#### [Excerpt provided]

────────────────

Corestat for UltraSPARC T2
Overview
Understanding processor utilization is important for performance
analysis and capacity planning. With the launch of UltraSPARC T2 based
servers I would like to revisit the topic of core utilization.
As we have seen earlier,
for a Chip Multi Threaded (CMT) processor, like UltraSPARC T1, CPU
utilization reported by conventional tools like mpstat/vmstat and core
utilization reported using hardware performance counters in the
processor are different metrics and both are equally important in
performance analysis and tuning.
Before discussing the details about core utilization of UltraSPARC T2
and the details about corestat let us take a quick look at what does a
core on UltraSPARC T2 look like. UltraSPARC T2 extends the CMT
architecture of T1. It consists of eight cores where each core has
eight hardware threads. Hardware threads within a core are grouped into
two sets of four threads each. There are two integer pipelines within a
core and each set of four threads share one integer pipeline. In this
sense, the resources within a core are doubled from that in UltraSPARC
T1. It is worth understanding that threads within a core do not switch
pipelines and the assignment of threads to a pipeline is fixed and
hardwired.
One more important addition to the resources within a core is a
Floating Point Unit (FPU). Each core of T2, includes a FPU shared by
all eight threads from that core. Other shared resources within a core
include Level-1 Instruction (I) and Data (D) cache and Translation Look
aside Buffers (TLBs) like I-TLB and D-TLB. All cores share a 4 MB
Level-2 (L2) cache. Including these there are key features why both
single thread and multi thread performance of UltraSPARC T2 is better
than T1.
A quick look at the UltraSPARC T2 architecture features shows following enhancements which benefit single thread performance :
- Increased frequency - 1400 MHz
- Lower instruction latencies
- Better Floating Point performance
- Hardware TLB miss handling for I-TLB and D-TLB
- Larger D-TLB size (128 entries v/s 64 entries)
- Larger L2 cache (4 MB v/s 3 MB)
- Full support of VIS 2.0 instruction set. No kernel emulation
Similarly following are some of the features of UltraSPARC T2 that benefit multi thread performance :
- Two integer pipelines per core
- Twice the number of hardware threads (64 v/s 32)
- Higher L2 cache set associativity. 16 way compared to 12 way
- Instruction cache being 8 way associative compared to 4 way
- Dedicated Floating point unit per core shared by all 8 strands, improved FP throughput
- Memory interface supports FBDIMMs for higher capacity and bandwidth
- Support for shared context feature where multiple contexts share
the same entry in the TLB for mappings to the same address segment
- Streaming Processing Unit (SPU) per core for on chip encryption/decryption support
Now, let us look at the topic of core utilization. All the important
concepts like thread scheduling, idle hardware thread, stalled thread
etc. have been introduced in my earlier blog on T1.

────────────────

#### [Data section]
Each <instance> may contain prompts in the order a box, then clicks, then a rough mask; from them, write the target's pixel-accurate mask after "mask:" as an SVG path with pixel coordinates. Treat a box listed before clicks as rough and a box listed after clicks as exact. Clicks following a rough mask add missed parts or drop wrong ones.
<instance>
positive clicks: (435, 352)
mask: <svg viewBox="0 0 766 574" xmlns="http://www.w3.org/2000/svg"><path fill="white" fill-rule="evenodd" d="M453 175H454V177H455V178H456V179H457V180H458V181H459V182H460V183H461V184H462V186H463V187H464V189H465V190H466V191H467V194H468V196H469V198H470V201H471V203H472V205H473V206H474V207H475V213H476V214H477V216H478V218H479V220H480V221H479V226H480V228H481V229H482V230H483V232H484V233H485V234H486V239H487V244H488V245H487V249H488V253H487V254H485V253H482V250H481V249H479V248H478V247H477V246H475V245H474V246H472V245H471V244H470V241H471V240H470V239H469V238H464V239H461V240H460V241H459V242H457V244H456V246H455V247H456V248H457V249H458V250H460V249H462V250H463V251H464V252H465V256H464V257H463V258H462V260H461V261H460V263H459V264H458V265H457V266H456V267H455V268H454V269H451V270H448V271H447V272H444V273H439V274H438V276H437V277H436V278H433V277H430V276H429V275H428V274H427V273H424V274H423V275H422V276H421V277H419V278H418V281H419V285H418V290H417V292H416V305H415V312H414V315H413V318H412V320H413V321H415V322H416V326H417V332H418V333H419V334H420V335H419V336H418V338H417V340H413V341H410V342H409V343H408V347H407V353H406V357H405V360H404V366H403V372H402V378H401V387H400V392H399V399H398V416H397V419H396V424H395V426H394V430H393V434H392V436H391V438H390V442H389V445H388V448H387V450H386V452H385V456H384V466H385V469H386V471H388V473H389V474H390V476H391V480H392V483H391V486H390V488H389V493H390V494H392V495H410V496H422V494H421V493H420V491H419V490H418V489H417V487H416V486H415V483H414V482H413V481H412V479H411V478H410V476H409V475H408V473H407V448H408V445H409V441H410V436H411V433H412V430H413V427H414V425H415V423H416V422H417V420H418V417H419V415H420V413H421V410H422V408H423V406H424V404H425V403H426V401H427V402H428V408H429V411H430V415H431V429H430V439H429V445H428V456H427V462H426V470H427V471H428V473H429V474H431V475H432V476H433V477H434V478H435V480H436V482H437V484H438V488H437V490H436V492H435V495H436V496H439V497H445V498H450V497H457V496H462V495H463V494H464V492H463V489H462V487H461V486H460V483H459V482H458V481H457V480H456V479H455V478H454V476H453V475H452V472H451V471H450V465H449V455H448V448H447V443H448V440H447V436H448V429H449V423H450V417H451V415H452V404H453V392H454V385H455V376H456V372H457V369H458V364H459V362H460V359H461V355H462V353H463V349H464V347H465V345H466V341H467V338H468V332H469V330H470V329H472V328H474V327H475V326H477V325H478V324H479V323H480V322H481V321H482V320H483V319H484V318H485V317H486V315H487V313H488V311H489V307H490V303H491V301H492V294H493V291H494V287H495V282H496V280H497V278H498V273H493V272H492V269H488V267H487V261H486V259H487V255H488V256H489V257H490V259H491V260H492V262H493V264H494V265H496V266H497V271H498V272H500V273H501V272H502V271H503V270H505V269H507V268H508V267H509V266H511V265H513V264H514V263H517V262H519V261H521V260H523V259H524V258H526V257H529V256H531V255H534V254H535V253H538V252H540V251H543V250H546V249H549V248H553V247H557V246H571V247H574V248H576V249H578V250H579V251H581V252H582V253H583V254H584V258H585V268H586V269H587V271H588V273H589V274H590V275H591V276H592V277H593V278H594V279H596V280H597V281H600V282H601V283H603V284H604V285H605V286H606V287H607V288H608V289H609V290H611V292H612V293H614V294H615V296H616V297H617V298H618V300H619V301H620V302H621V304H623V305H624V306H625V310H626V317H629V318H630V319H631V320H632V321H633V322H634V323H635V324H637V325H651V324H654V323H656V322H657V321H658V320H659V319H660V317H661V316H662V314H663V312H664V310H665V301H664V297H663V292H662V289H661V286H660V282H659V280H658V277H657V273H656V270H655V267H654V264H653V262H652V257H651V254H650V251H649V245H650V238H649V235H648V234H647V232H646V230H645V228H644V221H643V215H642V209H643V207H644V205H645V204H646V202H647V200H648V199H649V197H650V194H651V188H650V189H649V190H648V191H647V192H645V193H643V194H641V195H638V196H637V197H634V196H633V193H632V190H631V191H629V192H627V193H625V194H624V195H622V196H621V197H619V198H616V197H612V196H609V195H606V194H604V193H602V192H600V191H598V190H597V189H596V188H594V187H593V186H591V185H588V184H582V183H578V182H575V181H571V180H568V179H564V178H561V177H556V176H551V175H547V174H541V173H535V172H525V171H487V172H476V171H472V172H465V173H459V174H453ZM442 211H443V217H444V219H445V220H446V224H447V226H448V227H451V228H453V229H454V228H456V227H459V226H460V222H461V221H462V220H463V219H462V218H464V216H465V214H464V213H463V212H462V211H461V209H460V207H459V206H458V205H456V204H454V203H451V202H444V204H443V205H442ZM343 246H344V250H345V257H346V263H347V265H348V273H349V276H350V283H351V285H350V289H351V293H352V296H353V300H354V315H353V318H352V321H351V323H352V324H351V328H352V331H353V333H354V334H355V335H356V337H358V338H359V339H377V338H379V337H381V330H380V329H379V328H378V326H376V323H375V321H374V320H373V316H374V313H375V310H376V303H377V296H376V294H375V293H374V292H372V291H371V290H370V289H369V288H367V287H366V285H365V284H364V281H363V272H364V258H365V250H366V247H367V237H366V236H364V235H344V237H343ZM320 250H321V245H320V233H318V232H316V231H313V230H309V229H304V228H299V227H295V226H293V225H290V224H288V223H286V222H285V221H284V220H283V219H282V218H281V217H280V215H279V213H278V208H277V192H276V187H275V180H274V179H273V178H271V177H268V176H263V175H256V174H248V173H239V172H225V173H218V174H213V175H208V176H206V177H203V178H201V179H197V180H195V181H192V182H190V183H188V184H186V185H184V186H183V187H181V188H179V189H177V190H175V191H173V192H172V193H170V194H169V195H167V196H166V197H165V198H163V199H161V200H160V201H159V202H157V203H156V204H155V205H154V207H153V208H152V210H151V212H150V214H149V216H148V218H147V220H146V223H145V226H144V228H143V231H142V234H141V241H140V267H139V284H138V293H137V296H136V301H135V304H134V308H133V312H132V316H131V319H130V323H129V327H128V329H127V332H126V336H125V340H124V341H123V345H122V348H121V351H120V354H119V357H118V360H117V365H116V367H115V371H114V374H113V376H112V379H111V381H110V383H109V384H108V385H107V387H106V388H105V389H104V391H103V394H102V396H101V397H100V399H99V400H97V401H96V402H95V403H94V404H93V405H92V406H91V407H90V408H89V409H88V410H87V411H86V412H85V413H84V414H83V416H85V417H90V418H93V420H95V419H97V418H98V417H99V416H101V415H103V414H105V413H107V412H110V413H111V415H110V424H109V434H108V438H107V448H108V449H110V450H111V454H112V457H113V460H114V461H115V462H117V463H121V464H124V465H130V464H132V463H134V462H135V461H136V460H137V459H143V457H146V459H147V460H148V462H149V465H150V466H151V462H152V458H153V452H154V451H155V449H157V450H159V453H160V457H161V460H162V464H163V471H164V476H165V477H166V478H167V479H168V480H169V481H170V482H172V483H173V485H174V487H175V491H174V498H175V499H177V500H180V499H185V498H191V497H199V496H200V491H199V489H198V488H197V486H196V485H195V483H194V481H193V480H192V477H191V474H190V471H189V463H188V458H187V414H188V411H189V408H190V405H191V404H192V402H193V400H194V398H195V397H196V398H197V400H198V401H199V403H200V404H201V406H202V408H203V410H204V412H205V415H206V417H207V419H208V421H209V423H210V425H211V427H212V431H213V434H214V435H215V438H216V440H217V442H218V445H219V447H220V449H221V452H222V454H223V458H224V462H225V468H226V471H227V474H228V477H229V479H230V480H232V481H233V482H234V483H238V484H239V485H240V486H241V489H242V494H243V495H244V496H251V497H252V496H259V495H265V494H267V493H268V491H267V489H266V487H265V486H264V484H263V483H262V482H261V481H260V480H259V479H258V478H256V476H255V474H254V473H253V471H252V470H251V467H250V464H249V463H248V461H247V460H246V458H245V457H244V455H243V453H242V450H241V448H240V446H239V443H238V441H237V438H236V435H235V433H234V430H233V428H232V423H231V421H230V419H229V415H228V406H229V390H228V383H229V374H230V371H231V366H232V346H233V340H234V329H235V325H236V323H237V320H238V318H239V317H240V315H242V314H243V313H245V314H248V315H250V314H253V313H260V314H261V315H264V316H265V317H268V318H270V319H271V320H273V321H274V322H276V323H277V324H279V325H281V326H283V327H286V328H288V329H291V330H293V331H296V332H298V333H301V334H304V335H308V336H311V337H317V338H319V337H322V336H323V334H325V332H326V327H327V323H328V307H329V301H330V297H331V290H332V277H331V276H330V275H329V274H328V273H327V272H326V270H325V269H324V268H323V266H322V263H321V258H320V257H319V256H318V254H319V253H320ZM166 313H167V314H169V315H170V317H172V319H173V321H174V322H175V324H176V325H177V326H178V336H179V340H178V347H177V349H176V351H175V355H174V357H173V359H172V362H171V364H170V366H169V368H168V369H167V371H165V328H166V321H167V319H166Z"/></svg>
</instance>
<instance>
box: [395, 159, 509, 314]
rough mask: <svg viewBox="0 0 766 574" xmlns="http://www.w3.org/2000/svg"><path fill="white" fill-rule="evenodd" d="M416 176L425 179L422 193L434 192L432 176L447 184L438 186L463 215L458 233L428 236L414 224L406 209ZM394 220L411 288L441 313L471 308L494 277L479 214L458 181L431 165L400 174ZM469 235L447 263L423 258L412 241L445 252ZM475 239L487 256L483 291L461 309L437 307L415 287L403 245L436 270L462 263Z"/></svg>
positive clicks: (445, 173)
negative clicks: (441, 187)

────────────────

#### [Exercise objective]
In the corestat write-up, repeat the part that opens with the words "- Higher L2" and closes with "blog on T1.", switching "TLB" to "translation lookaside buffer".

#### [Result of this task]
- Higher L2 cache set associativity. 16 way compared to 12 way
- Instruction cache being 8 way associative compared to 4 way
- Dedicated Floating point unit per core shared by all 8 strands, improved FP throughput
- Memory interface supports FBDIMMs for higher capacity and bandwidth
- Support for shared context feature where multiple contexts share
the same entry in the translation lookaside buffer for mappings to the same address segment
- Streaming Processing Unit (SPU) per core for on chip encryption/decryption support
Now, let us look at the topic of core utilization. All the important
concepts like thread scheduling, idle hardware thread, stalled thread
etc. have been introduced in my earlier blog on T1.